===== SOURCE DATA

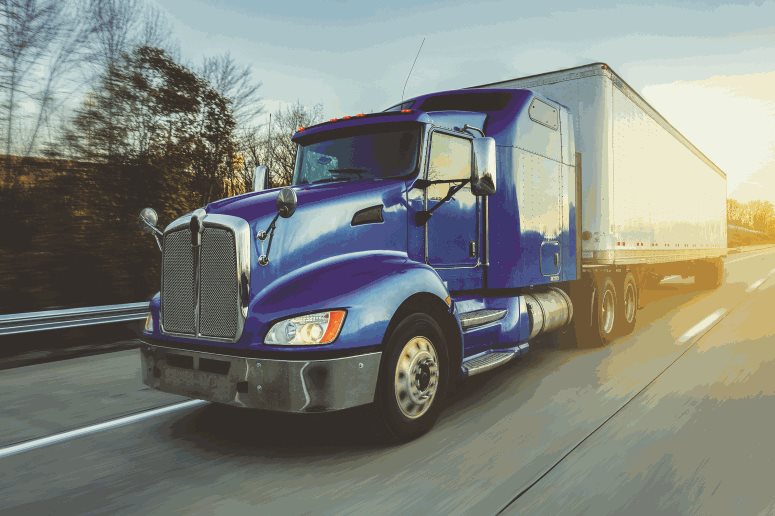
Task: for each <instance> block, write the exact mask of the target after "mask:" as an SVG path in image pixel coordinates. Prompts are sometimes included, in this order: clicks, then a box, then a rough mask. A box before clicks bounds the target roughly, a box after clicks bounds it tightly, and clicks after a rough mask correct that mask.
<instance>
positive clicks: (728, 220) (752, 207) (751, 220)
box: [727, 199, 775, 236]
mask: <svg viewBox="0 0 775 516" xmlns="http://www.w3.org/2000/svg"><path fill="white" fill-rule="evenodd" d="M727 222H728V223H729V224H733V225H735V226H741V227H744V228H748V229H753V230H754V231H760V232H762V233H766V234H768V235H772V236H775V206H773V204H772V203H771V202H770V201H762V200H754V201H748V202H740V201H737V200H735V199H727Z"/></svg>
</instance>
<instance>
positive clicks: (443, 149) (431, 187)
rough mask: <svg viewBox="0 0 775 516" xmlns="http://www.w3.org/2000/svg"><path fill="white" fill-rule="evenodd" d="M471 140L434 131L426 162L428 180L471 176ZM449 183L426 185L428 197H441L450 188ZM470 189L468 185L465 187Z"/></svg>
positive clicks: (469, 187) (437, 197)
mask: <svg viewBox="0 0 775 516" xmlns="http://www.w3.org/2000/svg"><path fill="white" fill-rule="evenodd" d="M471 154H472V149H471V140H469V139H468V138H461V137H459V136H452V135H451V134H446V133H441V132H435V133H433V135H432V136H431V152H430V159H429V162H428V180H430V181H438V180H451V179H461V180H463V179H468V178H469V177H471ZM450 186H451V185H450V184H449V183H440V184H433V185H431V186H429V187H428V199H442V198H443V197H444V196H445V195H447V192H448V191H449V188H450ZM465 188H466V189H470V187H469V186H466V187H465Z"/></svg>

==========

◆ **WHAT IS REQUIRED**
Wherever a line above contains "instance", copy that line.

◆ **EXERCISE RESULT**
Task: for each <instance> block, write the exact mask of the target after "mask:" as an SVG path in image pixel coordinates. Prompts are sometimes included, in this order: clicks, then a box, then a rough mask. A box before clicks bounds the target roughly, a box after clicks bounds it tightly, and clicks after a rough mask correct that mask.
<instance>
</instance>
<instance>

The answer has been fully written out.